Home / Opini

Thursday, 2 March 2023 - 19:43 WIB

Membangun Peradaban Aceh Berintegritas

Oleh Taufiq A Gani

Kepala Pusat Data dan Informasi, Perpustakaan Nasional RI dan Peserta Lemhannas PPRA 65 2023

AtjehUpdate.com,- PELAKSANAAN dan pencapaian pembangunan di Aceh menjadi sorotan masyarakat akhir-akhir ini. Pembiayaan pembangunan bersumber dari Dana Otonomi Khusus menjadi isu yang ramai dibicarakan. Masyarakat banyak yang mengungkapkan kekecewaannya terhadap pencapaian sasaran kegiatan pembangunan, yaitu berupa output, income dan impact.

Selain itu, angka kemiskinan di Aceh juga masih tinggi, pertumbuhan ekonomi rendah, dan investasi yang rendah menjadi sorotan. Publik juga kecewa atas beberapa kasus tindak pidana yang saat ini sedang ditindaklanjuti oleh aparat penegak hukum, seperti kasus beasiswa, fee pengadaan barang dan jasa.

Permasalahan lain juga terungkap dan menjadi polemik adalah penganggaran untuk kegiatan yang menjadi Pokok Pikiran (Pokir) anggota  DPRA.

Pemberitaan tersebut menjadikan permasalahan dalam pelaksanaan pembangunan di Aceh menjadi makin transparan. Para ahli hukum, administrasi pemerintahan sampai sosiolog  menanggapi polemik tersebut berdasarkan kepakarannya masing-masing.

Humam Hamid (2023), sosiolog dari Universitas Syiah Kuala (USK) menanggapi keberhasilan aparat hukum dalam menangkap tersangka korupsi dalam pelaksanaan pembangunan di Aceh.

Humam mengharapkan Pemerintah Pusat mempertimbangkan kelanjutan proses hukum dengan kondisi masyarakat Aceh yang belum sepenuhnya pulih dalam transformasi dari zaman konflik ke perdamaian.

Pertimbangan tersebut atas dasar beban masa lalu yang masih diemban oleh penguasa (pemerintah) daerah saat itu yang juga menjadi bagian dari konflik masa lalu.

Syukriy Abdullah (2021), pakar Ilmu Akuntansi Pemerintah Daerah dari USK menuliskan tentang polemik usulan Pokir anggota DPRA yang banyak mendapat sorotan publik. Syukriy menyatakan bahwa kebijakan perencanaan pembangunan harus berdasarkan regulasi yang berlaku. Di samping itu regulasi terhadap pengawasan juga harus jelas sehingga aparatnya tidak ragu-ragu dalam bertindak.

Saifuddin Bantasyam (2023), dosen Fakultas Hukum USK juga memberi respons terhadap Pokir DPRA dalam bentuk harapan adanya akuntabilitas dan transparansi dalam pelaksanaannya.

Dia mengharapkan DPRA tidak melakukan pilih kasih antara kegiatan Pokir dan nonpokir dalam menjalankan fungsi pengawasan supaya tidak terkena kalangan sendiri.

Latihan Tertulis A: Sebutkan semua akademisi Universitas Syiah Kuala yang pendapatnya dikutip dalam artikel tentang pembangunan Aceh.
Latihan Tertulis B: Menurut Syukriy Abdullah dalam artikel tentang pembangunan Aceh, kebijakan perencanaan pembangunan harus berdasarkan apa?
Latihan Tertulis C: Tolong lanjutkan artikel tentang pembangunan Aceh mulai dari kalimat terakhirnya.

Daftar Data:
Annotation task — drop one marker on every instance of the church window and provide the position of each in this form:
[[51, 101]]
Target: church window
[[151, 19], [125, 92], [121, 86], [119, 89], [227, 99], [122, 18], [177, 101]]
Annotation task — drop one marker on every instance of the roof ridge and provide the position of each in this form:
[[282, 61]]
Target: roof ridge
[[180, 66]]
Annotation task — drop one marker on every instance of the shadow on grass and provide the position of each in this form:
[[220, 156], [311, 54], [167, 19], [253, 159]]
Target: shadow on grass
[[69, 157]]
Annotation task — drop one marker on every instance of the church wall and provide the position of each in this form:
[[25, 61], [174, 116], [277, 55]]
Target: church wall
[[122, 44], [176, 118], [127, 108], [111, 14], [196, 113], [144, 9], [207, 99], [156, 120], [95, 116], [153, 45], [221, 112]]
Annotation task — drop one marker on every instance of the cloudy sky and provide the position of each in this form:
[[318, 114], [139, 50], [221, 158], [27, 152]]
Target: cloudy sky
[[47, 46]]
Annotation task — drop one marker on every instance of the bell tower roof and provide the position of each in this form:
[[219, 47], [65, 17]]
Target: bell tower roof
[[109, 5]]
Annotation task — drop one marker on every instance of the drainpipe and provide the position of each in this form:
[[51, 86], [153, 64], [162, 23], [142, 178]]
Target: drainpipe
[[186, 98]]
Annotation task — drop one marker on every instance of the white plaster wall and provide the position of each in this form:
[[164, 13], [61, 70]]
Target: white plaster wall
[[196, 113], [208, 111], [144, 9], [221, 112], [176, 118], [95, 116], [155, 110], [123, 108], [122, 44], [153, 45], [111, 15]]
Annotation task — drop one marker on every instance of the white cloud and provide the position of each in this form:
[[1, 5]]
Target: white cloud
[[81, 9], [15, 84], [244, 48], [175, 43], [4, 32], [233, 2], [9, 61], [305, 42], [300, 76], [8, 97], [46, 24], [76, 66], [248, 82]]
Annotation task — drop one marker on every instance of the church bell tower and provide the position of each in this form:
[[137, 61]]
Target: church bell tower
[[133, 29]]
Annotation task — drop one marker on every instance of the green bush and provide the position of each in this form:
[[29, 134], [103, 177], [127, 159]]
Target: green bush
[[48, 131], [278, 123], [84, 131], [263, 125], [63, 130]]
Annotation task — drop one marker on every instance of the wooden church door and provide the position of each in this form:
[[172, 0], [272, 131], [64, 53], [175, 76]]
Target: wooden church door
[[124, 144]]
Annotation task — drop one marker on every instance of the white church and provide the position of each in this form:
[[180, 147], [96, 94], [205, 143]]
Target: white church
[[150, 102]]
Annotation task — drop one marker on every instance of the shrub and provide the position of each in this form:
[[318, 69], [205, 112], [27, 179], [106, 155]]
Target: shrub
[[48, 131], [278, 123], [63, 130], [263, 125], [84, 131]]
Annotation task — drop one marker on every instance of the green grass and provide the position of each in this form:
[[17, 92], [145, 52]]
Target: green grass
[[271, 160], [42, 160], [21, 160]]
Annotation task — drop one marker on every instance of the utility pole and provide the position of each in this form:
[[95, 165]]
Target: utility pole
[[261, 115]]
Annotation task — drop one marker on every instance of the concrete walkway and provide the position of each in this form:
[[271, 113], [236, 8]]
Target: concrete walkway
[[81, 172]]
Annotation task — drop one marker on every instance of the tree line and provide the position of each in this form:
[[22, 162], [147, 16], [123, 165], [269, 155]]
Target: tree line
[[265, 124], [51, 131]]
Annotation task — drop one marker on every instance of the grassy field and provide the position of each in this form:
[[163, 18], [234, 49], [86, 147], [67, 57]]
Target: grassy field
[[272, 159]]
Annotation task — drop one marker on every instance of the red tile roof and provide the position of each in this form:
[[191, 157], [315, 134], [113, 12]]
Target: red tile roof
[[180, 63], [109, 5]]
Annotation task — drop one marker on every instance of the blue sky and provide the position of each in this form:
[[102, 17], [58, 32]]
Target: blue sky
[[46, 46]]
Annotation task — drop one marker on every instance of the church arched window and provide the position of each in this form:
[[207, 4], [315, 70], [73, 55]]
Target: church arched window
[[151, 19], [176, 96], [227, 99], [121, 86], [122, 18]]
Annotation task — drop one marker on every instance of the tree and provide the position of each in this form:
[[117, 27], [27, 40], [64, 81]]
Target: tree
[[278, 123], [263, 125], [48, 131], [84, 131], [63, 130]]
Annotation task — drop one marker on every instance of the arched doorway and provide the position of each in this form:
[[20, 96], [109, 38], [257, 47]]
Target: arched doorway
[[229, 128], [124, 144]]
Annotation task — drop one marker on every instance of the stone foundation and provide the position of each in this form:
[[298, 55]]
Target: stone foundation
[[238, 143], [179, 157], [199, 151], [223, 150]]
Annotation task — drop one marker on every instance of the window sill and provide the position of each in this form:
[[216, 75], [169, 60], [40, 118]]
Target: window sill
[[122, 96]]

Hasil Akhir A: Humam Hamid, Syukriy Abdullah, Saifuddin Bantasyam

Hasil Akhir B: Regulasi yang berlaku.

Hasil Akhir C:
Dari penjelasan tiga pakar di atas dapat kita lihat bahwa Aceh saat ini memerlukan perangkat pelaksana, yaitu pemerintah daerah, anggota DPRA, dan dunia usaha yang memiliki dua sifat, yaitu berintegritas dan bebas dari konflik kepentingan.

Baca Juga :  Kecelakaan Lalu Lintas di Aceh Didominasi Pengendara Usia 16-30 Tahun

Selanjutnya perlu dibahas lebih lanjut bagaimana (a) dua sifat di atas dapat menjamin tercapai sasaran pembangunan, (b) tata kelola pemerintahan dapat menjaga interaksi dan kepentingan antar pihak pelaksana

Jika kedua hal tersebut tercapai, maka generasi pemerintahan Aceh saat ini akan memberikan legacy yang baik untuk generasi penerus.

Kembali kepada dua sifat di atas. Dalam kamus kompetensi perilaku KPK RI disebutkan bahwa integritas adalah bertindak secara konsisten, apa yang dikatakan dan dilakukan selalu sesuai dengan nilai-nilai yang dianut.

Nilai tersebut dapat berasal dari dua sumber, yaitu  (a) formal seperti kitab suci, atau peraturan pemerintah, atau  (b) nonformal yaitu nilai di masyarakat atau moral pribadi.

Sementara itu, dari kamus yang sama, konflik kepentingan didefinisikan sebagai situasi dimana seorang penyelenggara negara memiliki atau diduga memiliki kepentingan pribadi atas setiap penggunaan wewenang yang dimilikinya, sehingga dapat mempengaruhi kualitas dan kinerja yang seharusnya.

Kedua sifat di atas perlu dikokohkan karena menjadi benteng terhadap risiko penyelewengan yang semakin marak akhir-akhir ini. Sepintas terlihat kedua sifat moral tersebut terkesan abstrak dan terlalu ideal untuk dipahami dan diwujudkan.
Namun, sebenarnya tidak demikian karena ada sosok-sosok aspiratif yang sudah melakukannya. Dari sosok tersebut dapat diturunkan langkah praktikal untuk membentuk diri kita sendiri.

Beberapa sosok dimaksud akan dijelaskan berikut ini.
Sultan Iskandar Muda dari Kerajaan Aceh dapat menjadi sosok berintegritas yang dapat menjadi panutan. Beliau menunjukkan ketegasannya dengan menjalankan keputusan Mahkamah Kerajaan  dalam menghukum mati putra mahkotanya  sendiri atas tindak pidana yang dilakukannya.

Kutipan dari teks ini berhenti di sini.